Point labeling dataset excerpts:

──────────────────────────────

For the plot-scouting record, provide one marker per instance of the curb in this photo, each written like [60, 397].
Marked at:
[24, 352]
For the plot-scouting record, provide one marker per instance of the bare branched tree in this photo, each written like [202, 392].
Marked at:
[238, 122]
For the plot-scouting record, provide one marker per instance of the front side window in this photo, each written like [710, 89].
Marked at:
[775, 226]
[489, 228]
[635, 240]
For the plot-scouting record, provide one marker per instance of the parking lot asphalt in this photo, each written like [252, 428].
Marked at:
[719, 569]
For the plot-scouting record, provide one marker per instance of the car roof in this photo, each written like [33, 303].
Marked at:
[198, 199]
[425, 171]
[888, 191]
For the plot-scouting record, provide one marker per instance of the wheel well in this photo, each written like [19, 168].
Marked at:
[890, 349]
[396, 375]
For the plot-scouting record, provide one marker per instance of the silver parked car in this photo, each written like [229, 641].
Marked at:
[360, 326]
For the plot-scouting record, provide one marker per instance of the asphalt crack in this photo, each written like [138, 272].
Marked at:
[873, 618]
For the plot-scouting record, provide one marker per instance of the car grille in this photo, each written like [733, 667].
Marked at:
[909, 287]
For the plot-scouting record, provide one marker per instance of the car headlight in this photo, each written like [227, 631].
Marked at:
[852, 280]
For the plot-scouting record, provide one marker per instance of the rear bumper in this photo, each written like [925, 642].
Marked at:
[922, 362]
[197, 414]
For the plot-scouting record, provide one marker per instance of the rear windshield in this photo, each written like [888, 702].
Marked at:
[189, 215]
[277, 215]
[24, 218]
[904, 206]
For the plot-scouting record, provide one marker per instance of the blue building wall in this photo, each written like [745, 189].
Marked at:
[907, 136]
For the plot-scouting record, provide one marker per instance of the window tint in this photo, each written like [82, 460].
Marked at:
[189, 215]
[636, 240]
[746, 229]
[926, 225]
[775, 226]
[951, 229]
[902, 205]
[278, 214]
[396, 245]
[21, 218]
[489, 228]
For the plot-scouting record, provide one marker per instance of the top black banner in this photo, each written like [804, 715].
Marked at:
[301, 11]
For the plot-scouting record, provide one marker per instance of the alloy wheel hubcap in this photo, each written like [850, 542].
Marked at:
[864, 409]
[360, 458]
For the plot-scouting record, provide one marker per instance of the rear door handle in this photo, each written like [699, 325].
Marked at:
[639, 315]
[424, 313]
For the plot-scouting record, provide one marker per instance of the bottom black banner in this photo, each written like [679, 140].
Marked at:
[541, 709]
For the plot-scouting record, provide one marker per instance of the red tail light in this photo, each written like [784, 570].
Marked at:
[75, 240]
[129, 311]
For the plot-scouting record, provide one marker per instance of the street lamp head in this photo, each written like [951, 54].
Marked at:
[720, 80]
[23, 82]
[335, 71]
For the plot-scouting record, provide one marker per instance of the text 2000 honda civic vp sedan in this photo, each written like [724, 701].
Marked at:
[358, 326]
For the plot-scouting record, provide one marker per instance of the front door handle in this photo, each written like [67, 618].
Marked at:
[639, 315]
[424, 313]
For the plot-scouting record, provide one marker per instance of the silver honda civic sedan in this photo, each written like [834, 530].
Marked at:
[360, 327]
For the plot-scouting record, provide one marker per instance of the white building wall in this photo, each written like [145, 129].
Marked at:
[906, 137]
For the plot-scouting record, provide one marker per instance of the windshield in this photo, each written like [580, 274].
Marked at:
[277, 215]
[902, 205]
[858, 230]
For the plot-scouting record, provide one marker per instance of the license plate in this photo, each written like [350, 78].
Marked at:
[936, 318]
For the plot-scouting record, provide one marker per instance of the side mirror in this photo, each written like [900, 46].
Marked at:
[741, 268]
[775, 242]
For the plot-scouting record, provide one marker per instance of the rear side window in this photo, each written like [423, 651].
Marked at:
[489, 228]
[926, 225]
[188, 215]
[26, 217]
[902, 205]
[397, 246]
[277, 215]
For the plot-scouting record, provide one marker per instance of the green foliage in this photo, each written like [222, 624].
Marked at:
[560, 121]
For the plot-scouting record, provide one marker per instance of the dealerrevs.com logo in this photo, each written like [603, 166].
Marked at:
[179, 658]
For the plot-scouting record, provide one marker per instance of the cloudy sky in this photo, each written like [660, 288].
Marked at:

──────────────────────────────

# To be done
Repeat exactly the lines from the line containing "like [724, 701]." through the last line of the records above, including both, and nothing else.

# Correct result
For the plot-scouting record, provide one marker per instance of the text 2000 honda civic vp sedan in this photo, each written like [724, 701].
Marked at:
[358, 326]
For the plot-scouting record, provide one marker per instance of the front door handle in this photo, each written like [67, 618].
Marked at:
[639, 315]
[424, 313]
For the plot-scouting record, provide one marker per instance of the silver honda civic sedan in this photo, each written like [834, 530].
Marked at:
[360, 327]
For the plot-scouting record, provide one marker per instance of the white building wall in this photo, each written like [145, 129].
Marked at:
[906, 137]
For the plot-scouting record, provide one marker per instance of the windshield in this photo, each written like [580, 274].
Marked at:
[277, 215]
[902, 205]
[858, 230]
For the plot-scouting record, provide one marker per instance of the license plate in this photo, each written like [350, 78].
Marked at:
[936, 318]
For the plot-scouting record, provide one marker per instance of the side mirror in this photo, each written like [900, 46].
Marked at:
[741, 268]
[775, 242]
For the plot-scouting record, provide one marker per instance of the rear side window in this photo, each written like [423, 651].
Marked at:
[489, 228]
[926, 225]
[188, 215]
[26, 217]
[902, 205]
[397, 246]
[277, 215]
For the plot-scouting record, provide one marker per instance of the green foliage in this photo, each written like [222, 624].
Marked at:
[560, 121]
For the plot-scouting record, provide one marker per instance of the dealerrevs.com logo in this photo, each written like [603, 166].
Marked at:
[179, 658]
For the plot-scouting record, provide one marker per instance of the cloudy sky in this photo, each written like [660, 288].
Marked at:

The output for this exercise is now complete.